What you need to do:
- A) In the Docker patterns text, replace "build-essential" with "gcc" and write out the passage that begins at the words "Result: ~150MB instead" and stops after "COPY requirements.txt .".
- B) Write the next part of the production Docker patterns guide, picking up after its last line.

Production Docker patterns. Multi-stage builds that actually minimize image size, security hardening, Compose configs that survive real traffic, and debugging techniques.


1. Multi-Stage Builds

Node.js

# Stage 1: Install dependencies
FROM node:20-alpine AS deps
WORKDIR /app
COPY package.json package-lock.json ./
RUN npm ci --only=production && \
    cp -R node_modules /prod_modules && \
    npm ci

# Stage 2: Build
FROM node:20-alpine AS build
WORKDIR /app
COPY --from=deps /app/node_modules ./node_modules
COPY . .
RUN npm run build

# Stage 3: Production
FROM node:20-alpine AS production
WORKDIR /app

# Security: non-root user
RUN addgroup -g 1001 -S appgroup && \
    adduser -S appuser -u 1001 -G appgroup

# Only production deps + build output
COPY --from=deps /prod_modules ./node_modules
COPY --from=build /app/dist ./dist
COPY --from=build /app/package.json ./

# Use tini for proper signal handling (must run before USER directive)
RUN apk add --no-cache tini

# Don't run as root
USER appuser

EXPOSE 3000
ENV NODE_ENV=production

ENTRYPOINT ["/sbin/tini", "--"]
CMD ["node", "dist/server.js"]

HEALTHCHECK --interval=30s --timeout=5s --start-period=10s --retries=3 \
  CMD wget --no-verbose --tries=1 --spider http://localhost:3000/health || exit 1

Result: ~150MB instead of ~1.2GB with naive approach.

Python

FROM python:3.12-slim AS build
WORKDIR /app

# Install build dependencies
RUN apt-get update && apt-get install -y --no-install-recommends \
    build-essential libpq-dev && \
    rm -rf /var/lib/apt/lists/*

COPY requirements.txt .
RUN pip install --no-cache-dir --prefix=/install -r requirements.txt

FROM python:3.12-slim AS production
WORKDIR /app

# Runtime dependencies only
RUN apt-get update && apt-get install -y --no-install-recommends \
    libpq5 tini && \
    rm -rf /var/lib/apt/lists/*

# Non-root user
RUN groupadd -r appgroup && useradd -r -g appgroup -d /app appuser

COPY --from=build /install /usr/local
COPY . .

USER appuser
EXPOSE 8000
ENTRYPOINT ["tini", "--"]
CMD ["gunicorn", "app:create_app()", "-w", "4", "-b", "0.0.0.0:8000", "--access-logfile", "-"]

HEALTHCHECK --interval=30s --timeout=5s --retries=3 \
  CMD python -c "import urllib.request; urllib.request.urlopen('http://localhost:8000/health')" || exit 1

Go

FROM golang:1.22-alpine AS build
WORKDIR /app

COPY go.mod go.sum ./
RUN go mod download

COPY . .
RUN CGO_ENABLED=0 GOOS=linux go build -ldflags="-s -w" -o /server ./cmd/server

# Scratch image — literally nothing except your binary
FROM scratch AS production
COPY --from=build /etc/ssl/certs/ca-certificates.crt /etc/ssl/certs/
COPY --from=build /server /server

EXPOSE 8080
ENTRYPOINT ["/server"]

Result: ~10MB image. No shell, no OS, nothing to exploit.

Supplied material:
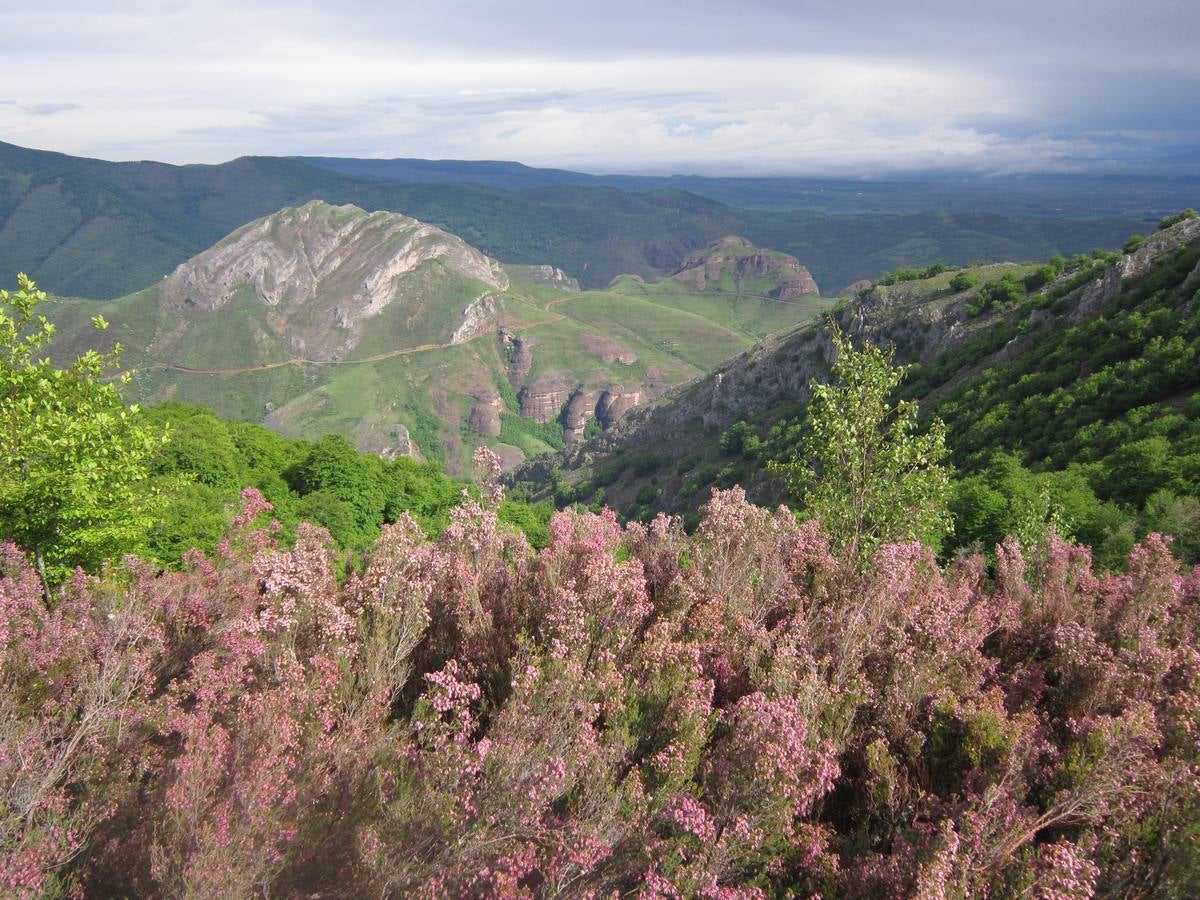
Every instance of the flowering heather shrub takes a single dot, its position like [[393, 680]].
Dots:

Outputs in order:
- A)
Result: ~150MB instead of ~1.2GB with naive approach.

Python

FROM python:3.12-slim AS build
WORKDIR /app

# Install build dependencies
RUN apt-get update && apt-get install -y --no-install-recommends \
    gcc libpq-dev && \
    rm -rf /var/lib/apt/lists/*

COPY requirements.txt .

- B)
Rust

FROM rust:1.77-slim AS build
WORKDIR /app

# Cache dependencies (build empty project first)
COPY Cargo.toml Cargo.lock ./
RUN mkdir src && echo "fn main() {}" > src/main.rs
RUN cargo build --release && rm -rf src

# Build real app
COPY src ./src
RUN touch src/main.rs && cargo build --release

FROM debian:bookworm-slim AS production
RUN apt-get update && apt-get install -y --no-install-recommends \
    ca-certificates tini && \
    rm -rf /var/lib/apt/lists/*

RUN groupadd -r app && useradd -r -g app app
COPY --from=build /app/target/release/myapp /usr/local/bin/

USER app
EXPOSE 8080
ENTRYPOINT ["tini", "--"]
CMD ["myapp"]

2. Security Hardening

Non-root users (mandatory)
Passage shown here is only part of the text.